▶ [Using the information]:
**1)** Which types of securities does the Satrix SA Bond ETF article say are eligible for inclusion in the index the fund tracks? List every one.
**2)** Reproduce the Satrix SA Bond ETF article word for word, starting at the words "Satrix Managers has" and stopping after "within the fund.".

Satrix Managers has launched a new fixed income ETF in South Africa providing broad exposure to local government bonds.
The Satrix SA Bond ETF (STXGOV SJ) has listed on the Johannesburg Stock Exchange and comes with an expense ratio of 0.25%.
Income is capitalized within the fund.
The ETF tracks the S&P South Africa Sovereign Bond 1+ Year Index which consists of rand-denominated South African government bonds with maturities of one year or more.
Fixed-rate, zero-coupon, step-up, and fixed-to-floating securities are eligible for inclusion with constituents weighted by market value outstanding.
As of the end of April, the index was yielding 10.24% with an effective duration of 6.53 years.
The ETF is likely to appeal to local, rand-based investors needing a broadly defensive asset class while chasing inflation-beating yields and the potential for capital growth. It may also provide diversification benefits when held alongside equities in a multi-asset portfolio.
S&P Global currently rates South Africa’s sovereign debt at BB- (the third rung down the junk ladder) with a stable outlook, having downgraded the country at the end of April. South Africa has slipped across all major credit rating agencies in 2020 with credit analysts citing ballooning government debt, excessive spending on civil servant wages, and the likelihood of a recession and reduced tax income resulting from the coronavirus pandemic as contributing factors.

▶ [Dataset excerpts]:
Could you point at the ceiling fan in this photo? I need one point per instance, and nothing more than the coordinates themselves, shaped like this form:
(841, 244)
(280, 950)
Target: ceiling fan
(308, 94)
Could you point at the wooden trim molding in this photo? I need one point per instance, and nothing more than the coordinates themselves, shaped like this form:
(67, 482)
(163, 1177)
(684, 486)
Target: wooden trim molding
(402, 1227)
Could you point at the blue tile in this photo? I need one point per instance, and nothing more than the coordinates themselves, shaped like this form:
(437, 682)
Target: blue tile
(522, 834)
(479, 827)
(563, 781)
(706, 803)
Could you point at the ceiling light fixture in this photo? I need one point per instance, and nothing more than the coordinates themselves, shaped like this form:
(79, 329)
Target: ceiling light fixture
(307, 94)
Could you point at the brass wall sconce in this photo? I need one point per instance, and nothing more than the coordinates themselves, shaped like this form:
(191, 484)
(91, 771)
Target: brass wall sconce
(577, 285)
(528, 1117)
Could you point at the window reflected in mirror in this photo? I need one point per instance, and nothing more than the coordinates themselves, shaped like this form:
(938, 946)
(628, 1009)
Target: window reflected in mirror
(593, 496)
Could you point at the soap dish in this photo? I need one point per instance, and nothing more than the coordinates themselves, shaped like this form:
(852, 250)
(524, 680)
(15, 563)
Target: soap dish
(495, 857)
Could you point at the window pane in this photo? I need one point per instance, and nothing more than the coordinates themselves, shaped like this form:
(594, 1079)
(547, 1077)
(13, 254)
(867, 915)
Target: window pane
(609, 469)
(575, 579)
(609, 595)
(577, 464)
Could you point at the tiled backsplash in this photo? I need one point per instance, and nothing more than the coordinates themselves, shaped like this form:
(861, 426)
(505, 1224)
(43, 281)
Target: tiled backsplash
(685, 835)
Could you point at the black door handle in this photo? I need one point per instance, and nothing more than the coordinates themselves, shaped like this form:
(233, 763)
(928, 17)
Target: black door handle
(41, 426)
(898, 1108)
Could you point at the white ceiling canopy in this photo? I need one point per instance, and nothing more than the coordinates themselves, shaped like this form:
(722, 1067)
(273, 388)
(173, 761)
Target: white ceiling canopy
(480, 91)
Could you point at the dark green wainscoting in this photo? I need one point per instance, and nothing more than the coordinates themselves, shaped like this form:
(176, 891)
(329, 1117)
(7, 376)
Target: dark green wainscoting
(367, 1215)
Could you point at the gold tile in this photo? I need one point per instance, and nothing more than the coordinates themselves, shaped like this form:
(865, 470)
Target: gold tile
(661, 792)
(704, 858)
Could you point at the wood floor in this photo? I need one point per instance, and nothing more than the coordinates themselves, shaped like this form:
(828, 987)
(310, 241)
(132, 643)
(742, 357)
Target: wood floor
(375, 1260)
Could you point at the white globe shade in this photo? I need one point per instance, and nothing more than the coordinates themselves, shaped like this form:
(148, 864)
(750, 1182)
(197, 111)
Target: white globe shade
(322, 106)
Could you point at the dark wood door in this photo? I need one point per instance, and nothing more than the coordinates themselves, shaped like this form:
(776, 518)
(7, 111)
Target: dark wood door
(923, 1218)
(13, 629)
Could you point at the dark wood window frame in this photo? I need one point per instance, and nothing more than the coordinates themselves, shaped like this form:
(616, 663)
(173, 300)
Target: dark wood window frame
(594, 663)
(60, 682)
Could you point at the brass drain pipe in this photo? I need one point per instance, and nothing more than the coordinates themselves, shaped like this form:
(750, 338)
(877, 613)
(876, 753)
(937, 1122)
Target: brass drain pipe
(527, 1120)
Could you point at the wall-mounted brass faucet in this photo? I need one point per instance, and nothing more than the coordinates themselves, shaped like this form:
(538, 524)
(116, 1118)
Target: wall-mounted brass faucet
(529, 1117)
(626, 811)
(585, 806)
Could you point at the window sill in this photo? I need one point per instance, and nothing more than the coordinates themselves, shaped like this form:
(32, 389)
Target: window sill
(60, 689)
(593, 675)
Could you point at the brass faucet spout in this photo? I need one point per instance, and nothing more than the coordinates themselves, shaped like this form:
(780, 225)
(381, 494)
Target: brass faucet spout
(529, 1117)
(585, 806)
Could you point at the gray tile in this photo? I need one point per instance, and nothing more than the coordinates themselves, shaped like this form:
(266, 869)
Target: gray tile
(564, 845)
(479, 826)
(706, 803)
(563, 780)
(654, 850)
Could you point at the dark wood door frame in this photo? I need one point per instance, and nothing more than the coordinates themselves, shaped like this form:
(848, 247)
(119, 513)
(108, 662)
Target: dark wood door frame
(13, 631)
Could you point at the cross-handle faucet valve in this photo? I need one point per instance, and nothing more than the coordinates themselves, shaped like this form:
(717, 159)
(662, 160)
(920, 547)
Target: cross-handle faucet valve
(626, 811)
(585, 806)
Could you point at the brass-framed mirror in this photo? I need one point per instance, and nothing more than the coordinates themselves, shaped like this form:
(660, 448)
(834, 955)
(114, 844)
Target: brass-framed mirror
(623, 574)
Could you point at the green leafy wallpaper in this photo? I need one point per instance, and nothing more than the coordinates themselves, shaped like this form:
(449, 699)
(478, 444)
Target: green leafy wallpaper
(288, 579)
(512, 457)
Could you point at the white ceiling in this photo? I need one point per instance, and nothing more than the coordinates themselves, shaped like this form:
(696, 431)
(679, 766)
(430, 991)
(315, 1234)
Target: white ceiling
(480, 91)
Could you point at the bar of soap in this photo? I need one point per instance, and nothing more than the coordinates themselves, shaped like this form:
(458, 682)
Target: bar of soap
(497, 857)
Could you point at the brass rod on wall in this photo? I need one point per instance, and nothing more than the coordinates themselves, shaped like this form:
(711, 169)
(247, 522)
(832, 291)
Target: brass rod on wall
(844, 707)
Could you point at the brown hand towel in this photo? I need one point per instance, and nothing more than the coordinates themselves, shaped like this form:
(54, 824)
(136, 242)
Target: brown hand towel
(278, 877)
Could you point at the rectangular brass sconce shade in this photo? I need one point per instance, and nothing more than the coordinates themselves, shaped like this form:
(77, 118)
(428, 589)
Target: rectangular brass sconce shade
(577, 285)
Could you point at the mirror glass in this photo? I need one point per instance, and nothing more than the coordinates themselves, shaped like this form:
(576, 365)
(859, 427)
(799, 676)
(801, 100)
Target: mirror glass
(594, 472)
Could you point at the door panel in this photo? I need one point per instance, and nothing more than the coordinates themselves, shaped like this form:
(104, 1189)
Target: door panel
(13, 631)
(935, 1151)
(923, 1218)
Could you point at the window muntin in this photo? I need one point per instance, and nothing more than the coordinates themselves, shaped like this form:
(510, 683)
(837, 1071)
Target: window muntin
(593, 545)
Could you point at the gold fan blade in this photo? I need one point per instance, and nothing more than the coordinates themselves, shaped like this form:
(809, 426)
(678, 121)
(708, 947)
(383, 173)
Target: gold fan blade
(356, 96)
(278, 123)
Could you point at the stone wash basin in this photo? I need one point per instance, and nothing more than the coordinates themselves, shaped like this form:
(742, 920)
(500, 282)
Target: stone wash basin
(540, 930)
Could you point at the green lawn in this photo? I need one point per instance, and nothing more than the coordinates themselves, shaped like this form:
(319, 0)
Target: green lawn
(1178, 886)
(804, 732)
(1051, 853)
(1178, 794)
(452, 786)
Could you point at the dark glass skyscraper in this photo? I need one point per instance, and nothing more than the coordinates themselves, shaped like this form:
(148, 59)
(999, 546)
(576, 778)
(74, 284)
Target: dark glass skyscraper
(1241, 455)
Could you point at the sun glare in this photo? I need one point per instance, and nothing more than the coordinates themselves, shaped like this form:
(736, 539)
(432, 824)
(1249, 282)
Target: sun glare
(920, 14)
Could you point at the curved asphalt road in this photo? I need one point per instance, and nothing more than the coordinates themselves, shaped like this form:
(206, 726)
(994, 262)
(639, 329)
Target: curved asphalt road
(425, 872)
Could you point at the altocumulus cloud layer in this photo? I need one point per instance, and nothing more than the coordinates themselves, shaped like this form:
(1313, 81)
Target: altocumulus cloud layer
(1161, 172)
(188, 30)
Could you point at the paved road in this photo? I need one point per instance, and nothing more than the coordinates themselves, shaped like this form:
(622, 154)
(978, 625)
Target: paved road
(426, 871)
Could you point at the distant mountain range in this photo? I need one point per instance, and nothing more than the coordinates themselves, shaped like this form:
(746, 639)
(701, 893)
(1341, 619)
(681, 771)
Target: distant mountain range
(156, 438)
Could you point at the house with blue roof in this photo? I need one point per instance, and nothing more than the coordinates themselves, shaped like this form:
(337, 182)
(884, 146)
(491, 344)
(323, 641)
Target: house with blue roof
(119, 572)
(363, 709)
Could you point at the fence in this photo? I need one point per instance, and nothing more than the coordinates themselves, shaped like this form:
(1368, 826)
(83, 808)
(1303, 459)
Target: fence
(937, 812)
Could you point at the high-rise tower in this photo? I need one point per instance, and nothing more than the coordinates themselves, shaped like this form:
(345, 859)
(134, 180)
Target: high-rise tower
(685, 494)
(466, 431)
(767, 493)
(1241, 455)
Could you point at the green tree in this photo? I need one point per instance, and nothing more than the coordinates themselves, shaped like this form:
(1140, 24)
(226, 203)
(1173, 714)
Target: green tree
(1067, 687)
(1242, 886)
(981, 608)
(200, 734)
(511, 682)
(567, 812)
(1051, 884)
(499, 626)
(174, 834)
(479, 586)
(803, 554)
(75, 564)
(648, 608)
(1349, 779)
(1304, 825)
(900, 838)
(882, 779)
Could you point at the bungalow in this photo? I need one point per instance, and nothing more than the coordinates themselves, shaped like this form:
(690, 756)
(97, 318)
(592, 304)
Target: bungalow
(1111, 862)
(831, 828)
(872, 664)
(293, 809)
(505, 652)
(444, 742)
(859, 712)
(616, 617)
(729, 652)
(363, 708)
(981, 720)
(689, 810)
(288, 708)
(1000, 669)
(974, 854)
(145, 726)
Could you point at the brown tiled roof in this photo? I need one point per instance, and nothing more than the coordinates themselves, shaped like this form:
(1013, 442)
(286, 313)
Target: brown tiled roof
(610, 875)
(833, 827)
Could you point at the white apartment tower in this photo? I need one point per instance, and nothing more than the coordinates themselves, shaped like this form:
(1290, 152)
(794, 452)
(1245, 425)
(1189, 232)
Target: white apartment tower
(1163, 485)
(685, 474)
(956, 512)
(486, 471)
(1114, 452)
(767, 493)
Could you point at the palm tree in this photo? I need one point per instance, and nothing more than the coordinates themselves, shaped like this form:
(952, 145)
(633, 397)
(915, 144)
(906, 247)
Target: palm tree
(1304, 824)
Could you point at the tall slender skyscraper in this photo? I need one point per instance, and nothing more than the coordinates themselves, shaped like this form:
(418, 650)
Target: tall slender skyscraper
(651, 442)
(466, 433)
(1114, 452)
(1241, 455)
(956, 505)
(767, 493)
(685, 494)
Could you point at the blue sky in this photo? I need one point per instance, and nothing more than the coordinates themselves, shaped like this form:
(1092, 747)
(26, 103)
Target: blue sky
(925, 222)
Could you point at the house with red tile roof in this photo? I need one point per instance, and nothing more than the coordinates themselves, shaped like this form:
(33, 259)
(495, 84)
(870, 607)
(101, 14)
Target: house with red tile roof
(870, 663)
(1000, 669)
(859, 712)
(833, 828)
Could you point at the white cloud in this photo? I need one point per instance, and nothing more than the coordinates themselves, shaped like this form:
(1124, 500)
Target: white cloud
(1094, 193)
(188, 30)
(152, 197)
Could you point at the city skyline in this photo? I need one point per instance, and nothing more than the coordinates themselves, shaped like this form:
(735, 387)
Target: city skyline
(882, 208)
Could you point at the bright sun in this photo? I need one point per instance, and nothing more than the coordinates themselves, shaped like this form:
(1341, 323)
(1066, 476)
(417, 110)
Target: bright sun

▶ [Solutions]:
**1)** Fixed-rate, zero-coupon, step-up, and fixed-to-floating securities.

**2)**
Satrix Managers has launched a new fixed income ETF in South Africa providing broad exposure to local government bonds.
The Satrix SA Bond ETF (STXGOV SJ) has listed on the Johannesburg Stock Exchange and comes with an expense ratio of 0.25%.
Income is capitalized within the fund.